* [Set exercise]: Pick out every line in the entries below that contains the word "ceiling", matching case exactly, and copy each of those lines in full.

* [Stored records]:

::::

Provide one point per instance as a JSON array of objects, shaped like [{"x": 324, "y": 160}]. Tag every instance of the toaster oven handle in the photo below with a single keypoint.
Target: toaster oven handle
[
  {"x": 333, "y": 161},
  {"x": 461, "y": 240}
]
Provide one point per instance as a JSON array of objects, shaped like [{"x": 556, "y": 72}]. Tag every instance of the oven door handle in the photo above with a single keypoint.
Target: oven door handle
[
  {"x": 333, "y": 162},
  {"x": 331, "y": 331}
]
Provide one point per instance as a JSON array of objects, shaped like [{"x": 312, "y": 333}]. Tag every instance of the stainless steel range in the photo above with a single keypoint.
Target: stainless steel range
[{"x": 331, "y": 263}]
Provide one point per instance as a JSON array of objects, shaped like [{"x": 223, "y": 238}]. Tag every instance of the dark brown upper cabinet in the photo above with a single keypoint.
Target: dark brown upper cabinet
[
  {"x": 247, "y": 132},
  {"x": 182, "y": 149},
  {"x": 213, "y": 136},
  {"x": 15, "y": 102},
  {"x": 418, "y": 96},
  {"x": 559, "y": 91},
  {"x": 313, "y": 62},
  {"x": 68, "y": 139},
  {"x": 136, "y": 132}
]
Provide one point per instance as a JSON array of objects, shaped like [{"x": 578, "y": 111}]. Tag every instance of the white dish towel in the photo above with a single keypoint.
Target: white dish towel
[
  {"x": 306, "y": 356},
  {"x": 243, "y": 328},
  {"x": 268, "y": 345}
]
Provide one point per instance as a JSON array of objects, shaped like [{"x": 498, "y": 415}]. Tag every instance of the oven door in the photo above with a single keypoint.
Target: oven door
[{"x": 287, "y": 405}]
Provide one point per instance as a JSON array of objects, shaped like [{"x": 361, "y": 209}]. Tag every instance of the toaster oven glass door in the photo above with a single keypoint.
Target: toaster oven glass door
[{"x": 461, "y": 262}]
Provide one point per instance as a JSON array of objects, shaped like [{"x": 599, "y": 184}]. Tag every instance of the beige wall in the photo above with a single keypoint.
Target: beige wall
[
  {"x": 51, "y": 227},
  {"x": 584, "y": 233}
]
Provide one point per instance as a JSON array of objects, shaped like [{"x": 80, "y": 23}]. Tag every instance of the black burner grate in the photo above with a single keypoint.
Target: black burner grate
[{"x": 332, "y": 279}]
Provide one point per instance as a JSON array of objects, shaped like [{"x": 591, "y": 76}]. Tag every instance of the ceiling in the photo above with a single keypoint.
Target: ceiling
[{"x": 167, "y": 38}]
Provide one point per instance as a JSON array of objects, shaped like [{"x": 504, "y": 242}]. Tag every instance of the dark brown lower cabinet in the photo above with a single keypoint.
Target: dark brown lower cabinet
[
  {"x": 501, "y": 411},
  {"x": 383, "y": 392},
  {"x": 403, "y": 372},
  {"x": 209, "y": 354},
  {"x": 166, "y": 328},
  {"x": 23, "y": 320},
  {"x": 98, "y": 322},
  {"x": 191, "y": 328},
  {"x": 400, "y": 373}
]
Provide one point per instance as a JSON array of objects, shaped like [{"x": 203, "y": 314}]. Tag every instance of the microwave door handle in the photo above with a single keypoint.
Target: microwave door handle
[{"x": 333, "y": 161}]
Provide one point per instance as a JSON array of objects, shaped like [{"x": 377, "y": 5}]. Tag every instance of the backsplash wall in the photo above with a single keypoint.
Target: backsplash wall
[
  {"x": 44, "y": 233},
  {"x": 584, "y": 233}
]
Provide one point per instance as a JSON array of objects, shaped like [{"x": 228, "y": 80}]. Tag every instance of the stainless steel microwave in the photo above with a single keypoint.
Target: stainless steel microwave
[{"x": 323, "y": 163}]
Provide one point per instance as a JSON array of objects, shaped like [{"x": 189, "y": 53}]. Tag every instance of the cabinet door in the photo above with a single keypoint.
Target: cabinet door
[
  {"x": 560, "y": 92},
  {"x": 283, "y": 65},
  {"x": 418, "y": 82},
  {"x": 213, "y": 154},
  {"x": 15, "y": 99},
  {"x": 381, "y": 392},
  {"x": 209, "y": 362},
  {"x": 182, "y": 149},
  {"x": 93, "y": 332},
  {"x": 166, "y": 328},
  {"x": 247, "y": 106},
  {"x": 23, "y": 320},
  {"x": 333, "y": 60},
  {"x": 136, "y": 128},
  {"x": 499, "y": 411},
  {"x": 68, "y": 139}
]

::::

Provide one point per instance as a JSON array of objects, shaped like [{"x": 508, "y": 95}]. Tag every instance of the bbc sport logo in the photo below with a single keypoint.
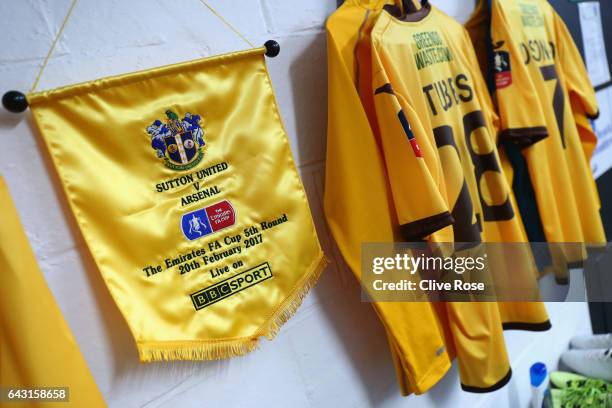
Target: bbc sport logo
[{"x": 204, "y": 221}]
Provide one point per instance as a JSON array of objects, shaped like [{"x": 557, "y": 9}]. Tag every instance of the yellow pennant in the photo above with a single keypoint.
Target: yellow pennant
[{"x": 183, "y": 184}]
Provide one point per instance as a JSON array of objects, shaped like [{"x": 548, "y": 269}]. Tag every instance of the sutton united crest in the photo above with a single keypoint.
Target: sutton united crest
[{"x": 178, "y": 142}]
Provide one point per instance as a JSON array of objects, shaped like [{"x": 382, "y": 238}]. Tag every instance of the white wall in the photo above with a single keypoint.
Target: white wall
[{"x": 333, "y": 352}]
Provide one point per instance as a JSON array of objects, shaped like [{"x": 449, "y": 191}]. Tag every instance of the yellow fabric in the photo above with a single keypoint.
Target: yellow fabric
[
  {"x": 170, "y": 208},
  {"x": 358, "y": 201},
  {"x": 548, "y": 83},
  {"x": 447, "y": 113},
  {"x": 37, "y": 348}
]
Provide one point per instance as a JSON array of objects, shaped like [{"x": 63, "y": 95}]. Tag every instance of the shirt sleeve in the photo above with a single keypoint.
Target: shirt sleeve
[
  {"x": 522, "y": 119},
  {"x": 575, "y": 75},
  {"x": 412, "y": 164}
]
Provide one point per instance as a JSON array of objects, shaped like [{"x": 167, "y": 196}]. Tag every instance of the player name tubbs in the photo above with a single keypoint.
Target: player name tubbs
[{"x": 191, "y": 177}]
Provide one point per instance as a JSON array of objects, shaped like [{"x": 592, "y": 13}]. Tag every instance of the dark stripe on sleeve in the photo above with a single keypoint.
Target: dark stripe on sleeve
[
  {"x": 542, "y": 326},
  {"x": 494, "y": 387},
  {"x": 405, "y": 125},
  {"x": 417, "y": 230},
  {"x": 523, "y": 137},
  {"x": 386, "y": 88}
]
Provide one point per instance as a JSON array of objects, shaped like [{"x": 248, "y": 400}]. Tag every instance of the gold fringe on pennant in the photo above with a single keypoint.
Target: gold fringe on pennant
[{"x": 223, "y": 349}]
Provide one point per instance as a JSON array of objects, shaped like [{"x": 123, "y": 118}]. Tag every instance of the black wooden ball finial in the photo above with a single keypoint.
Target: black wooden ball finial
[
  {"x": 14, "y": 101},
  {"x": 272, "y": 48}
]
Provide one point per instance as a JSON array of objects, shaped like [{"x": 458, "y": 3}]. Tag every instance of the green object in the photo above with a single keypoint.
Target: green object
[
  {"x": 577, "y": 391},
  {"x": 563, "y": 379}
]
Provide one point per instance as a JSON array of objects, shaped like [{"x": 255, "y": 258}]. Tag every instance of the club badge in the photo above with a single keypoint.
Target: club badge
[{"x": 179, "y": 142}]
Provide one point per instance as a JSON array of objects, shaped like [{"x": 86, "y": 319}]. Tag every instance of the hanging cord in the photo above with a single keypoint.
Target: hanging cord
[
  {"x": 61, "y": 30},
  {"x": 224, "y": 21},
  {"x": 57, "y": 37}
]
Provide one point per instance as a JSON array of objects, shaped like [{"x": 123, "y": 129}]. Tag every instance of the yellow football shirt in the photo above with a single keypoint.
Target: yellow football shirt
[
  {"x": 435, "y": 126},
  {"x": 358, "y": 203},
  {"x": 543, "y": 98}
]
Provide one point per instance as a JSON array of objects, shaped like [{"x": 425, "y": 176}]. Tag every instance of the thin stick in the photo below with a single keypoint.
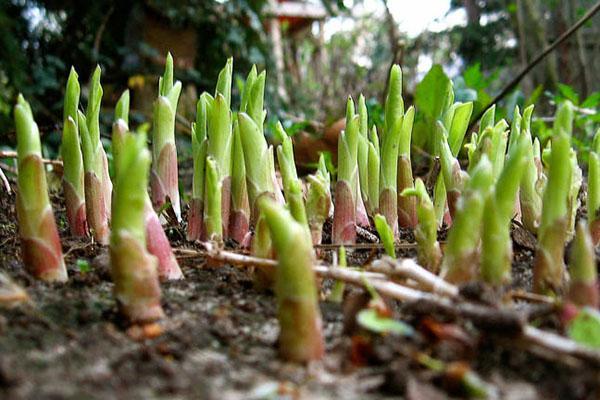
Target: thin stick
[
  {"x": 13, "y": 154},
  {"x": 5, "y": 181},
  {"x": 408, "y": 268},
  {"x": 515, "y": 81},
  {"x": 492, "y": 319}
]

::::

* [Reply]:
Provide one point per instance as a JSON array of objects, shaped like [{"x": 591, "y": 76}]. Tag every instance of the ceiling in the photo above with a single keypoint.
Target: ceiling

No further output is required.